Testo di partenza:
Oltre al pane che nutre il corpo chiediamo anche tutto ciò di cui il pane è simbolo, specialmente quel «pane che sazia per la vita eterna».

Gesù aveva risposto al Tentatore: «Non di solo pane vive l’uomo, ma di ogni parola che esce dalla bocca di Dio»; poi sfamò le folle che lo avevano seguito per ascoltare quella Parola. Perché? Esse avevano scelto l’ascolto, cioè la «cosa migliore» di cui parla Gesù (cf. Lc 10,42); proprio per aver operato questa scelta, Gesù diede loro in sovrappiù (cf. Lc 12,31) quel pane che permetteva loro di non venir meno per via.

La fame di cui il nostro corpo avverte i crampi sembra dunque rimandare a una fame più radicale: abbiamo fame di vita eterna. Ora, il cibo che noi cerchiamo e che può veramente sfamarci è la vera manna che viene dal cielo, cioè la Parola uscita dal seno del Padre: Gesù stesso, il Figlio di Dio che si fa Pane per noi. «Io sono il pane vivo, disceso dal cielo. Se uno mangia di questo pane vivrà in eterno e il pane che io darò è la mia carne per la vita del mondo» (Gv 6,51).

Istruzioni:
(a) Elenca tutti i rimandi ai Vangeli, con libro, capitolo e versetto, che si trovano nel brano sul pane.
(b) Cita il brano sul pane nel tratto che va da "Gesù aveva risposto" fino a "meno per via.".
(c) Secondo il brano sul pane, di che cosa abbiamo fame più in profondità?
Questi dati non hanno nessun legame con il brano sul pane.

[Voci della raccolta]
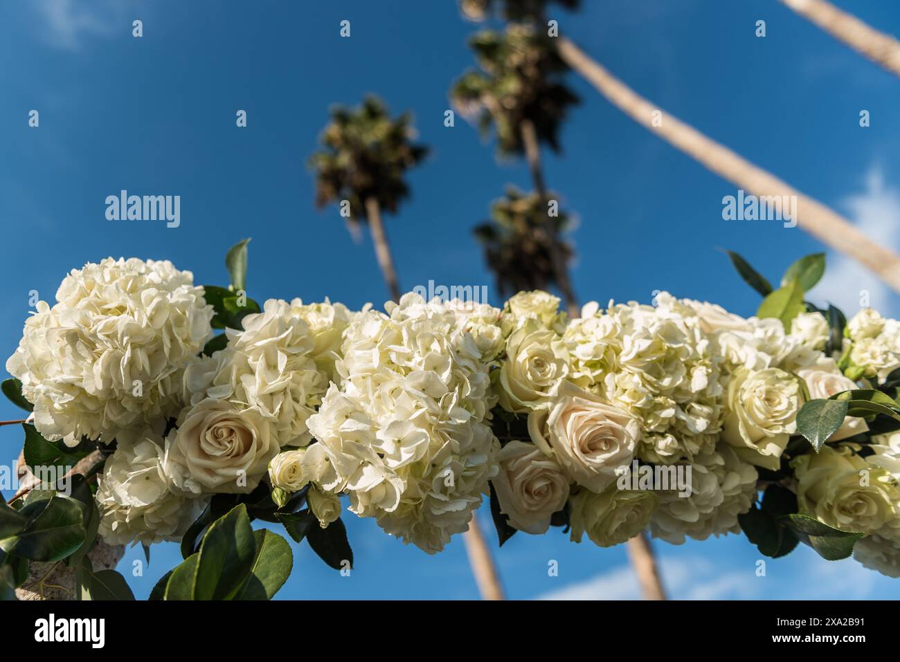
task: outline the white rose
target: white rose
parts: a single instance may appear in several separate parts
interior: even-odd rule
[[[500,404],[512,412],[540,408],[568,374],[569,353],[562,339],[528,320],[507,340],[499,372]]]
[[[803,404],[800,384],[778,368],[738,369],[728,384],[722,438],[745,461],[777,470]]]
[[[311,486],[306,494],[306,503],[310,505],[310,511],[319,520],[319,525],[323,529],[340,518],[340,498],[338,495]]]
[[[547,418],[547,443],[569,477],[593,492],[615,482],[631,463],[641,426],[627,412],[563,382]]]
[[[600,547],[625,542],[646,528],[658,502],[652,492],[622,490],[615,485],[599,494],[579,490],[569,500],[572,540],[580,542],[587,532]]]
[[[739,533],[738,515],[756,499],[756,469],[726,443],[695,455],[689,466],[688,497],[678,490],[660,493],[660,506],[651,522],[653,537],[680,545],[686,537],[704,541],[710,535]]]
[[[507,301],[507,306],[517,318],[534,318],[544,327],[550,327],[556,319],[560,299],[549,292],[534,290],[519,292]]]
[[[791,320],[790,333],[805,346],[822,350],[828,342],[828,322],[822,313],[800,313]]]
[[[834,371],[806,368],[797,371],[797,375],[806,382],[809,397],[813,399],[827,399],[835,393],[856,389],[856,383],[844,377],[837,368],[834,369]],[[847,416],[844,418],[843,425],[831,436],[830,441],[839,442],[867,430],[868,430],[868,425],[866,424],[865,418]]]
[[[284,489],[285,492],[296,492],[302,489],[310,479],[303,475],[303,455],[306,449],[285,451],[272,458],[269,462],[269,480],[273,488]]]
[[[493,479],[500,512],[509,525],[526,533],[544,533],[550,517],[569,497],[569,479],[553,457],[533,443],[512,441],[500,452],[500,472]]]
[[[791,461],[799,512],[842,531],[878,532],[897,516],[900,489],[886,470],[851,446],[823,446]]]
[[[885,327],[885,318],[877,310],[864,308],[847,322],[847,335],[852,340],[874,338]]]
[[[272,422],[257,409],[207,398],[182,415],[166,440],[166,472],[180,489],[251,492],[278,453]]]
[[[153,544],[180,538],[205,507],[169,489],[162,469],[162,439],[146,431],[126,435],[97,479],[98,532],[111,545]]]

Risposte:
(a) Lc 10,42; Lc 12,31; Gv 6,51

(b)
Gesù aveva risposto al Tentatore: «Non di solo pane vive l’uomo, ma di ogni parola che esce dalla bocca di Dio»; poi sfamò le folle che lo avevano seguito per ascoltare quella Parola. Perché? Esse avevano scelto l’ascolto, cioè la «cosa migliore» di cui parla Gesù (cf. Lc 10,42); proprio per aver operato questa scelta, Gesù diede loro in sovrappiù (cf. Lc 12,31) quel pane che permetteva loro di non venir meno per via.

(c) Di vita eterna.